**Quoted passage**
★ ★ ★

For almost 25 years, Dr John Barkham, an ecologist at the School of Environmental Sciences at the University of East Anglia, has studied wild daffodils and their responses to changing environments. His research is producing insights into how best to manage ancient woodlands - those more than 400 years old - where the daffodil, Narcissus pseudonarcissus, is a native species.

Wordsworth, wandering lonely as a cloud, may have considered nature responsible for the 'host of golden daffodils . . . fluttering and dancing in the breeze', but Dr Barkham has demonstrated that human intervention is the key to a flourishing population of the woodland variety. And the key is the traditional practice of coppicing.

For hundreds of years, Britain's woodlands were an important economic resource, providing fuel and building materials. About once every decade, trees were coppiced - cut to stump level - to encourage new growth. Coppice management was largely abandoned last century, when cheap alternative materials, such as coal, became available.

'What happens immediately a wood has been coppiced is that the canopy is cleared and ground flora is suddenly exposed to high light and direct rainfall,' Dr Barkham says. 'There is a rapid degradation of litter on the ground to increase the availability of nutrients. The following year you get masses of flowers.'

This exposure to light enables daffodils to grow from seed, rather than from the parent bulb, thus encouraging the plants to spread. In Brigsteer Wood, Cumbria, Dr Barkham noticed that daffodils growing in the shade did not spread in a uniform carpet. When he planted seeds in the resulting gaps the plants failed to establish themselves; but bulbs, which have stronger shoots, did grow.

However, propagation solely through bulbs - called 'clonal' growth - cannot spread a population; the new growth occurs in clumps around the parent plant. But seeds can be dispersed on the air to establish new plants some distance from the parent.

'The plants growing from seed need a pulse of high light to get over the initial vulnerable four- or five- year period when they are small,' Dr Barkham says. 'So the high light levels after coppicing give the population a boost. There is no chance of the gaps being filled during the shaded phase.'

Growth from seeds also builds into the population a degree of genetic diversity, because the seed arises from the fertilisation of one plant by pollen from another. All communities of organisms benefit from this diversity. Clonal growth, however, cannot introduce these new characteristics.

Dr Barkham's work can be applied to other native woodland plants, such as the bluebell and wild garlic. 'While it is clear that a neglected wood will not lose all of its ground flora,' he says, 'the more shade-tolerant species will tend to dominate. Coppicing results in a much greater variety of wild flowers.'

Flowers are not the only beneficiaries. 'Most of our rare woodland butterflies have become dependent on the regular creation of open, sunny patches of woodland,' Dr Barkham says. And the abandonment of coppicing has had a detrimental effect on some migratory birds, including nightingales and blackcaps. Neglected woods tend to be dominated by common native species such as the robin and blackbird.

While coppicing is becoming accepted as the best way to manage ancient woods, problems inevitably arise. Brambles, for instance, can take advantage of the high light levels and dominate the ground layer.

The biggest drawback, however, is the technique's cost as a highly labour-intensive, time-consuming activity. Encouragingly, some small businesses have been set up to sell wood products derived from coppicing, and Forestry Commission grants are becoming available.

★ ★ ★

**Source material**
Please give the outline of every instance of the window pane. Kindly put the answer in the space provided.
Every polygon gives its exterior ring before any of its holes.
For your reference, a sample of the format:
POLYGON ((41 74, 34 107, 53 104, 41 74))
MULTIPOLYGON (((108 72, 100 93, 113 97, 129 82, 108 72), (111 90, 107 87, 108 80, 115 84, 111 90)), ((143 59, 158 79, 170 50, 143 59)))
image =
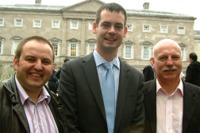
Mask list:
POLYGON ((71 44, 71 50, 70 50, 71 56, 76 56, 76 44, 71 44))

★ ★ ★

**Task**
Please output the passage on wild daffodils and coppicing word for word, starting at "While coppicing is" and ending at "the ground layer.".

**Response to this task**
While coppicing is becoming accepted as the best way to manage ancient woods, problems inevitably arise. Brambles, for instance, can take advantage of the high light levels and dominate the ground layer.